The Denial of Death straddles the line between astounding intellectual ambition and crackpot theorizing; it is a compendium of brilliant intellectual exercises that are more satisfying poetically than scientifically; it is a desperately self-oblivious and quasi-futile attempt to resurrect the ruins of Freudian psychoanalysis by re-defining certain parameters and ostensibly de-Freudianizing them; there is an unhealthy mixture of jaw-dropping recognition and eye-rolling recognition.
It is important to note, however, that it is grossly unfair to discredit the ingenuity of a vintage intellectual by holding discoveries and findings found post-mortem against him or her. A psychology professor who claims Freud is "an idiot" is, at best, simply being arrogant on a chronological technicality. Freud did not take into account all of that which had debunked, and his findings are so flagrantly untrue; of course, those debunkings occurred after Freud's death. Something about the fact that geniuses have to be omnipotent and stand outside a life narrative is ridiculous, and at best arrogant. At the end of the day Freud revolutionized thought and his myths has carried a heavy cultural resonance, and we can apologize for his after-the-fact falseness. But it is completely unfair to say he had not taken into account all the factors that could have by no means been available to him contemporarily, and so it goes for every genius. No one is a genius when taken out of context, and that's precisely the point of such masturbatory put-downs. Some assert superiority by tearing others down on balderdash presumptions; others gain it through luck; and the rare few gain it on demonstrable merit.

• _Task instructions_
• A. The last sentence of the review names the ways people gain or assert superiority. List all of them.
• B. Extract from the review the passage from "The Denial of" up to and including "and eye-rolling recognition.", copying it word for word.
• C. Answer these questions about the review:
(i) Are the book's intellectual exercises said to be more satisfying poetically or scientifically?
(ii) What does the psychology professor claim Freud is?
(iii) When did the debunkings of Freud's findings occur?
Rely on nothing but the review.

• _Given material_

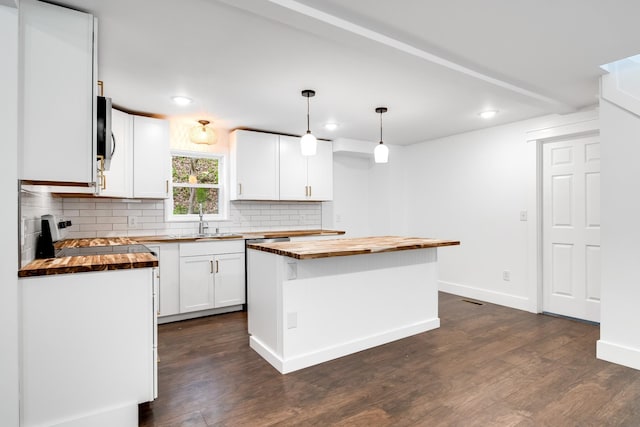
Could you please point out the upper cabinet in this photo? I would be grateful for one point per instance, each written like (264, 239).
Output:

• _Responses_
• A.
- By tearing others down on balderdash presumptions
- Through luck
- On demonstrable merit

• B.
The Denial of Death straddles the line between astounding intellectual ambition and crackpot theorizing; it is a compendium of brilliant intellectual exercises that are more satisfying poetically than scientifically; it is a desperately self-oblivious and quasi-futile attempt to resurrect the ruins of Freudian psychoanalysis by re-defining certain parameters and ostensibly de-Freudianizing them; there is an unhealthy mixture of jaw-dropping recognition and eye-rolling recognition.

• C.
(i) Poetically.
(ii) "An idiot."
(iii) After Freud's death.